--- SOURCE EXTRACT Enclosed Below ---
Sr.No. Particulars Page #


1 Financial System:
2 Financial Markets:

3 Financial Institutions:

4 Financial Intermediaries:

5 The Stock Market:

6 Securities:

7 Types of Finance Companies:

8 Insurance Companies:

Financial System:

Some economic units generate more income than they spend and have funds left
over. These are called Surplus Economic Units. Other economies units generate
less income than they spend and need to acquire additional funds in order to
sustain their operations. These are called Deficit Economic Units. The purpose of
financial system is to bring the two groups, surplus economic units and deficit
economic units, together for their mutual benefits.

Financial Markets:

• Physical Asset markets


• Spot markets
• Money markets
• Mortgage markets
• The primary market
• The secondary market
• Private markets
• The money market
• The capital market
• Security exchanges

Financial Institutions:
• Commercial Banks
• Savings & Loan Associations
• Central Bank
• Credit Unions
• Insurance Companies
• Mutual Funds
• Pension Funds

Financial Intermediaries:

• Investment Bankers
• Brokers
• Dealers

The Stock Market:

• Physical Location Stock Exchange


• The Over-the-Counter Market
• The NASDAQ stock market

Securities:

Securities in Money Market:


• T-Bill
• Negotiable Certificates of Deposits
• Commercial Papers
• Eurodollars
• Banker’s Acceptance

Securities in Capital markets:


• Bonds
• Treasury Notes
• Municipal Bonds
• Corporate Bonds

Types of Finance Companies:

• Consumer Finance Companies


• Commercial Finance Companies
• Sales Finance Companies

Insurance Companies:
• Life Insurance Companies
• Property and Casualty Insurance Companies
• Pension Funds
• Annuities
Financial Markets:

Financial Asset Markets:

Financial asset markets, on the other hand deal with stocks, bonds, notes,
mortgages and other financial instruments.
Spot Markets:

Spot markets and future markets the terms that refer to whether the assets are
being bought or sold on the spot delivery or for delivery at some future date.
Such as six months or a year in future.

Money Markets:

Are the markets for short term, highly liquid debt securities. The New York and
London money markets have long been the world’s largest markets.

Mortgage Markets:

Deals with loan and residential, commercial and industrial real estate and on
farmland.

The Primary Market:

When a security is created and sold for the first time in the financial marketplace,
the transaction takes place in the primary market. It is also known as Initial Public
Offering (IPO)

The Secondary Market:

Once a security has been issued, it may be traded from one investor to another.

The Money Market:

Short term securities are traded in money market. Network of dealers operate in
this market.

The Capital Market:


Long term securities traded in the capital market.

Security Exchanges:

Security exchanges facilitate trading of stock or bond among investors.


Financial Institutions:

Commercial Banks:

Commercial banks are financial institutions that exit primarily to lend money to
business. Banks also lend to individuals, government and other entities, but the
bulk of their profit typically come from business loans. Commercial banks make
money by charging a higher interest rate on the money they lend than the rate
they pay on money lent to them in the form of deposits. The difference between
the rate charged to borrowers and the rate paid to depositors is known as the
interest rate spread.
--- End of Enclosed SOURCE EXTRACT ---
--- RECORDS SUPPLIED Enclosed Below ---
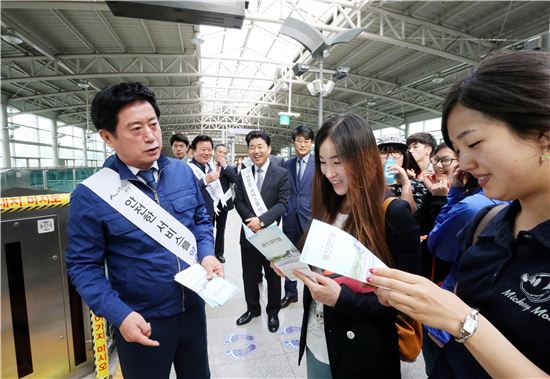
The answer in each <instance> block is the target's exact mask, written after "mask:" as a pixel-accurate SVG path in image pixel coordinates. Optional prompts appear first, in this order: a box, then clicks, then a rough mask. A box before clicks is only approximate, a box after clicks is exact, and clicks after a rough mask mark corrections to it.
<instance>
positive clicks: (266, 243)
mask: <svg viewBox="0 0 550 379" xmlns="http://www.w3.org/2000/svg"><path fill="white" fill-rule="evenodd" d="M243 229H244V234H245V236H246V239H247V240H248V242H250V243H251V244H252V245H253V246H254V247H255V248H256V249H258V251H259V252H260V253H262V254H263V255H264V257H266V259H267V260H268V261H270V262H271V263H273V265H274V266H275V267H277V268H278V269H279V270H281V271H282V272H283V274H285V276H286V277H287V278H288V279H290V280H298V278H297V277H296V275H294V273H293V272H292V270H297V271H299V272H301V273H303V274H305V275H307V276H310V277H313V273H312V271H311V269H310V268H309V266H308V265H307V264H305V263H302V262H300V252H299V251H298V249H297V248H296V246H294V245H293V244H292V242H290V240H289V239H288V237H287V236H286V235H285V234H284V233H283V232H282V230H281V229H279V227H277V224H271V225H270V226H268V227H267V228H265V229H262V230H260V231H259V232H257V233H254V232H253V231H252V230H250V228H249V227H248V226H246V225H245V224H243Z"/></svg>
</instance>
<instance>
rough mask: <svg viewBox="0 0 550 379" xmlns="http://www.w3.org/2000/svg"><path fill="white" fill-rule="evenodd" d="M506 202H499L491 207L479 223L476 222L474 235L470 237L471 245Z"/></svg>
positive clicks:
--- End of Enclosed RECORDS SUPPLIED ---
=== YOUR INSTRUCTIONS ===
From the financial system notes, reproduce verbatim the stretch from "Deals with loan" through "investor to another.".

=== OUTPUT FOR THIS TASK ===
Deals with loan and residential, commercial and industrial real estate and on
farmland.

The Primary Market:

When a security is created and sold for the first time in the financial marketplace,
the transaction takes place in the primary market. It is also known as Initial Public
Offering (IPO)

The Secondary Market:

Once a security has been issued, it may be traded from one investor to another.